(Named object pointing records)
(begin)

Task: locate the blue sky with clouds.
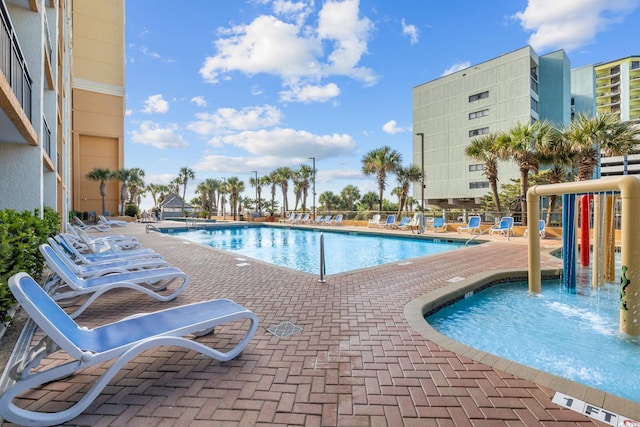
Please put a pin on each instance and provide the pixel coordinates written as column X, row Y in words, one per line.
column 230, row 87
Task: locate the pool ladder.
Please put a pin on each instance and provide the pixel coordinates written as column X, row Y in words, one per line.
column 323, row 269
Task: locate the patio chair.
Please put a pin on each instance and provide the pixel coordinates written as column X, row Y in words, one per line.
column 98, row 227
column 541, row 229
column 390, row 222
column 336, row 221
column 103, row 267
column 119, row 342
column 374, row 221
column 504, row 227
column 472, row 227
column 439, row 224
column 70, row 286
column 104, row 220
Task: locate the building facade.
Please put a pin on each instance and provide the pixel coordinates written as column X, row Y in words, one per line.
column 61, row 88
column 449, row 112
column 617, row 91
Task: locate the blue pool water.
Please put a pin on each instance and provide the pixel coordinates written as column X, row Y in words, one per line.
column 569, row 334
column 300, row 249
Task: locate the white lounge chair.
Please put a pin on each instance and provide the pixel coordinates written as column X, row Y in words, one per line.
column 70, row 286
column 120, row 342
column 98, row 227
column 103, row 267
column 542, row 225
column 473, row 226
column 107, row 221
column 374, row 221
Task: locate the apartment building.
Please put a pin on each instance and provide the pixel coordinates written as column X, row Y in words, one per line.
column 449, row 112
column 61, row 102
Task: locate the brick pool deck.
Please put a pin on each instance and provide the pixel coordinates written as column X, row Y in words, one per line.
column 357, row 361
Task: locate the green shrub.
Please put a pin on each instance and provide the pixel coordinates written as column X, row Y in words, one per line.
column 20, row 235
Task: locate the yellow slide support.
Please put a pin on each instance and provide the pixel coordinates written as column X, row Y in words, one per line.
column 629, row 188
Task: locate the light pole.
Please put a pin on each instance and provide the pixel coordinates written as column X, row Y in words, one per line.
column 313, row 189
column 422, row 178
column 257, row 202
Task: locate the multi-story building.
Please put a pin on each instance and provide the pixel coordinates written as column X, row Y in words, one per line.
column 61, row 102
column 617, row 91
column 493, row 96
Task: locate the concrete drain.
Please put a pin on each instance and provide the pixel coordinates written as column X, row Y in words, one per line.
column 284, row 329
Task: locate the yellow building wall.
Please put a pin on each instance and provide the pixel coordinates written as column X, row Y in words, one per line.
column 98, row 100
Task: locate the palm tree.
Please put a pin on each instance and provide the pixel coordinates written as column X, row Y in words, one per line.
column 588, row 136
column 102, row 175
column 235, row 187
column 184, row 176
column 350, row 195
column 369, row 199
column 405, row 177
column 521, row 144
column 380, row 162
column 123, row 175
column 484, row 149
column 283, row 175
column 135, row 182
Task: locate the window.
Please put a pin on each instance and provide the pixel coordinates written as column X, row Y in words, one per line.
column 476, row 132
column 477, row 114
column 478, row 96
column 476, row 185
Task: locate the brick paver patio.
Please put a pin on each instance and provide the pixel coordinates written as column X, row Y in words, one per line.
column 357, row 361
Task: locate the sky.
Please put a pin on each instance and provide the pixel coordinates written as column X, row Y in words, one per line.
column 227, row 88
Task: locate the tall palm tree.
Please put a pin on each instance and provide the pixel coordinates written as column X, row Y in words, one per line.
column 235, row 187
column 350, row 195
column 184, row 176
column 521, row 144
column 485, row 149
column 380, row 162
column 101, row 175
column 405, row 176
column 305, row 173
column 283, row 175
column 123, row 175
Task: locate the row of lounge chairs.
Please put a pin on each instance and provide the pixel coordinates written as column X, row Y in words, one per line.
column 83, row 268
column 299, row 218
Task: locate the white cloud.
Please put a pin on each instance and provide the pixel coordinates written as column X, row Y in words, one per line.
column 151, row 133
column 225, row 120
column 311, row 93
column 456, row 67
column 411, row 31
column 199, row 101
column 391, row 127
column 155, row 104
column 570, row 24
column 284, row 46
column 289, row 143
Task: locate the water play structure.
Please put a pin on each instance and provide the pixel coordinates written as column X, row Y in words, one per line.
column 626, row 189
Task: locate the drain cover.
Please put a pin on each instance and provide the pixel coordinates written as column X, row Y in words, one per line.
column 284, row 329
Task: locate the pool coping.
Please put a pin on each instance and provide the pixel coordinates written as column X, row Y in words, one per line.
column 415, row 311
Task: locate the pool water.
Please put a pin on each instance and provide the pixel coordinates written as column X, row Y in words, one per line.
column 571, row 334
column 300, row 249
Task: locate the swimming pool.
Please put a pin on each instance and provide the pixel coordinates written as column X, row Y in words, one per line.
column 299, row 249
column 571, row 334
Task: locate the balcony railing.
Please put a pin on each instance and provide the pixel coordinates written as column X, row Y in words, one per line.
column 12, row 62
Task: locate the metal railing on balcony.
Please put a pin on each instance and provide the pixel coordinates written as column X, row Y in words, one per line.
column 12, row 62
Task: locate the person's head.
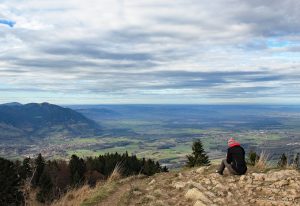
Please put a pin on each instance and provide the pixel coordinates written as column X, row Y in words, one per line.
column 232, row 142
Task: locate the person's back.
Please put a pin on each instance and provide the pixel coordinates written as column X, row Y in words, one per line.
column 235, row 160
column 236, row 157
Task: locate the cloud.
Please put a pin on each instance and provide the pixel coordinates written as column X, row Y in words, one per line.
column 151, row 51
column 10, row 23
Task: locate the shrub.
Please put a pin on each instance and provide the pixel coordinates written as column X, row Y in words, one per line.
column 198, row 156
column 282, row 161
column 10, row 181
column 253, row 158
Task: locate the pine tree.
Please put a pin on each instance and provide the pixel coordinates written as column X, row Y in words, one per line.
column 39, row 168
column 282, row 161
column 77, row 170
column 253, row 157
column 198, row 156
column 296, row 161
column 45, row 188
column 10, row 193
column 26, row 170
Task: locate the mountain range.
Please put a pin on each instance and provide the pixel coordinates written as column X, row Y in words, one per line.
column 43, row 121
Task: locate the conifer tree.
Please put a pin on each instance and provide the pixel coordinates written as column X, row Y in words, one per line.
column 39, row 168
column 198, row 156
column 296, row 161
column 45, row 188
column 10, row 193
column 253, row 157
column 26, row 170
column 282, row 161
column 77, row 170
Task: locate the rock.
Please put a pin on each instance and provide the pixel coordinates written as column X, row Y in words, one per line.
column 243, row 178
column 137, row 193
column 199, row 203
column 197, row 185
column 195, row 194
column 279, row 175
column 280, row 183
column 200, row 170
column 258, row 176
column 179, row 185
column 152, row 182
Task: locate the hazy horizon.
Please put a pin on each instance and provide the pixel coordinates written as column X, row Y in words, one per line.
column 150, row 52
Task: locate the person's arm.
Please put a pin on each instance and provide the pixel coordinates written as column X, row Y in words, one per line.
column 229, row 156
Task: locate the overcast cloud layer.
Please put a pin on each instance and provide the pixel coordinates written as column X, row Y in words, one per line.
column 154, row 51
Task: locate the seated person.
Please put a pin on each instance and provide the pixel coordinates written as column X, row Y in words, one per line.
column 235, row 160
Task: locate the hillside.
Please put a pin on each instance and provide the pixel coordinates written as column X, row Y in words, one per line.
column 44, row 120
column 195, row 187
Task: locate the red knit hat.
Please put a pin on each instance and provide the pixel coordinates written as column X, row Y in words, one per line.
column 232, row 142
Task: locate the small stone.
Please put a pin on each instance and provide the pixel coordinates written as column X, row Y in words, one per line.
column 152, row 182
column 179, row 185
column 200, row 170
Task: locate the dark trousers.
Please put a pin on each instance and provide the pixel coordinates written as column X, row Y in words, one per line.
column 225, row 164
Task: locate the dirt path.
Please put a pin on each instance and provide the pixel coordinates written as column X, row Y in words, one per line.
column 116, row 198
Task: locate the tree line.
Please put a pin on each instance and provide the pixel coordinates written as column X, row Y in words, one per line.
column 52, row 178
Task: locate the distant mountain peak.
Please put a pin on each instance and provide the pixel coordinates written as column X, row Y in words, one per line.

(end)

WHAT IS BEING ASKED: Rewrite all the records above, substituting "place a marker" for every occurrence of "put a pin" and leaving everything else unchanged. Omit the pictures from your answer.

OUTPUT OF THE TASK:
Task: locate the blue sky with clouds.
Please place a marker on each instance and provide the pixel coordinates written as column X, row Y in words, one per line.
column 230, row 87
Task: locate the pool ladder.
Please place a marker on each instance and provide the pixel coordinates written as column X, row Y in words, one per line.
column 323, row 269
Task: locate the patio chair.
Please place a marker on each instance and provide the pixel coordinates written as column X, row Y in words, one per line.
column 98, row 227
column 541, row 229
column 390, row 222
column 336, row 221
column 103, row 267
column 119, row 342
column 374, row 221
column 504, row 227
column 472, row 227
column 439, row 224
column 70, row 286
column 104, row 220
Task: locate the building facade.
Please place a marker on each instance and provide the pixel coordinates written as column X, row Y in words, one per line.
column 61, row 88
column 449, row 112
column 617, row 91
Task: locate the blue pool water.
Please place a marker on each instance and provide the pixel coordinates written as column X, row Y in words, one per line.
column 569, row 334
column 300, row 249
Task: locate the white lounge chair.
Please place a marker on each instance and provide the pixel coordinates written as column X, row Y in words, one per line.
column 70, row 286
column 120, row 342
column 98, row 227
column 103, row 267
column 542, row 225
column 473, row 226
column 107, row 221
column 374, row 221
Task: locate the apartment building.
Please place a marker on each instance and provide the pixel coordinates written as column X, row Y in words, one per line.
column 449, row 112
column 61, row 102
Task: locate the brick pool deck.
Please place a marker on each instance and provide the pixel coordinates written as column X, row Y in words, one per line.
column 357, row 361
Task: locate the green shrub.
Please place a marker on each instance and provide the pixel coordinates written as column X, row Y in words, one per line.
column 20, row 235
Task: locate the yellow slide support.
Please place a marker on each instance and provide the pixel coordinates written as column X, row Y in words, one per line.
column 629, row 188
Task: locate the light pole.
Please place a marker on each instance and provide the pixel coordinates written as column X, row Y in words, one per line.
column 313, row 189
column 422, row 178
column 257, row 202
Task: locate the multi-story building.
Please place a marker on each instance and provide the pixel coordinates written as column X, row Y in words, one per line.
column 61, row 102
column 617, row 91
column 493, row 96
Task: locate the concrete drain.
Please place a marker on each instance and provide the pixel coordinates written as column X, row Y in words, one per line.
column 284, row 329
Task: locate the yellow building wall.
Please place a marker on each instance and provide the pixel coordinates written as column X, row Y in words, one per line.
column 98, row 100
Task: locate the palm tree.
Please place a marker on each instance and provide the pixel coordinates written as column X, row Y in words, one per line.
column 588, row 136
column 102, row 175
column 235, row 187
column 184, row 176
column 350, row 195
column 369, row 199
column 405, row 177
column 521, row 144
column 380, row 162
column 123, row 175
column 484, row 149
column 283, row 175
column 135, row 182
Task: locate the window.
Please place a marker on each instance and provide the pixel coordinates written as column X, row Y in words, one per line.
column 476, row 132
column 477, row 114
column 478, row 96
column 476, row 185
Task: locate the brick paver patio.
Please place a marker on each instance and provide the pixel coordinates written as column X, row Y in words, one per line.
column 357, row 361
Task: locate the sky.
Please place a marker on each instance and provide the pixel coordinates written as column X, row Y in words, one per line.
column 227, row 88
Task: locate the tall palm tree.
Please place a marker on each instance and provide the pixel coordinates written as column X, row Y in words, one per line.
column 235, row 187
column 350, row 195
column 184, row 176
column 521, row 144
column 485, row 149
column 380, row 162
column 101, row 175
column 405, row 176
column 305, row 173
column 283, row 175
column 123, row 175
Task: locate the row of lounge chairs.
Please place a marker on each instance and provide the pixel coordinates written as column X, row Y in words, one per line.
column 83, row 268
column 299, row 218
Task: locate the white cloud.
Please place a marker on each instance and provide the pixel coordinates written as column X, row Y in words, one per line.
column 151, row 133
column 225, row 120
column 311, row 93
column 456, row 67
column 411, row 31
column 199, row 101
column 391, row 127
column 155, row 104
column 570, row 24
column 284, row 46
column 289, row 143
Task: locate the water play structure.
Please place a marker on each instance and provide the pixel coordinates written as column X, row Y in words, one per line.
column 626, row 189
Task: locate the drain cover.
Please place a marker on each instance and provide the pixel coordinates written as column X, row Y in words, one per line.
column 284, row 329
Task: locate the pool coping.
Please place a marker on each instance and provide the pixel coordinates written as column X, row Y in words, one per line.
column 415, row 311
Task: locate the pool water.
Please place a marker on each instance and provide the pixel coordinates written as column X, row Y in words, one per line.
column 571, row 334
column 300, row 249
Task: locate the swimming pool.
Please place a marker on each instance and provide the pixel coordinates written as column X, row Y in words, one per line.
column 299, row 249
column 571, row 334
Task: locate the balcony railing.
Please place a marker on each instance and provide the pixel coordinates written as column X, row Y in words, one per line.
column 12, row 62
Task: locate the metal railing on balcony.
Please place a marker on each instance and provide the pixel coordinates written as column X, row Y in words, one per line.
column 12, row 62
Task: locate the person's head.
Please place a marker on each instance and provide the pixel coordinates written as column X, row Y in words, one per line.
column 232, row 142
Task: locate the person's back.
Please place a marker on each instance and provide the pixel coordinates written as column X, row Y in words, one per line.
column 235, row 160
column 236, row 157
Task: locate the cloud.
Please place a marker on each instance and provide the pixel coordinates written as column X, row Y in words, one per line.
column 151, row 51
column 10, row 23
Task: locate the shrub.
Please place a marker on each instance and provide the pixel coordinates written as column X, row Y in words, one per line.
column 198, row 156
column 282, row 161
column 10, row 181
column 253, row 158
Task: locate the pine tree.
Please place a marker on each instance and provide the pixel coordinates written as column X, row Y in words, one per line.
column 39, row 168
column 282, row 161
column 77, row 170
column 253, row 157
column 198, row 156
column 296, row 161
column 45, row 188
column 10, row 193
column 26, row 170
Task: locate the mountain range.
Please place a marker on each instance and provide the pixel coordinates written as column X, row Y in words, one per line.
column 43, row 121
Task: locate the conifer tree.
Please place a marker on each instance and provide the pixel coordinates written as column X, row Y in words, one per line.
column 39, row 168
column 198, row 156
column 296, row 161
column 45, row 188
column 10, row 193
column 253, row 157
column 26, row 170
column 282, row 161
column 77, row 170
Task: locate the rock.
Please place a marker on each instance and provide the pixel coordinates written as column X, row Y in words, one per line.
column 243, row 178
column 137, row 193
column 199, row 203
column 197, row 185
column 195, row 194
column 279, row 175
column 280, row 183
column 200, row 170
column 258, row 176
column 179, row 185
column 152, row 182
Task: locate the hazy horizon.
Please place a marker on each instance and provide the pixel coordinates written as column X, row Y in words, one per line.
column 150, row 52
Task: locate the person's arm.
Please place a marker on each instance and provide the pixel coordinates written as column X, row Y in words, one per line.
column 229, row 156
Task: locate the overcast cloud layer.
Please place a marker on each instance and provide the pixel coordinates written as column X, row Y in words, one per line.
column 154, row 51
Task: locate the seated person.
Please place a marker on each instance and provide the pixel coordinates written as column X, row Y in words, one per line.
column 235, row 160
Task: locate the hillside.
Please place a marker on each instance and provide the pixel coordinates written as column X, row Y in words, one per line.
column 44, row 120
column 195, row 187
Task: locate the red knit hat.
Please place a marker on each instance and provide the pixel coordinates written as column X, row Y in words, one per line.
column 232, row 142
Task: locate the small stone.
Please place a marker on each instance and provide the pixel coordinates written as column X, row Y in words, one per line.
column 152, row 182
column 179, row 185
column 200, row 170
Task: locate the dark trousers.
Please place a marker on each instance and provide the pixel coordinates written as column X, row Y in words, one per line.
column 225, row 164
Task: locate the dirt path.
Please place a marker on each instance and provide the pixel coordinates written as column X, row Y in words, one per line.
column 116, row 198
Task: locate the tree line.
Please place a marker on each instance and provide the pixel coordinates written as column X, row Y in words, one per line.
column 52, row 178
Task: locate the distant mountain peak.
Please place a marker on each instance and provide the pixel coordinates written as column X, row Y in words, one per line.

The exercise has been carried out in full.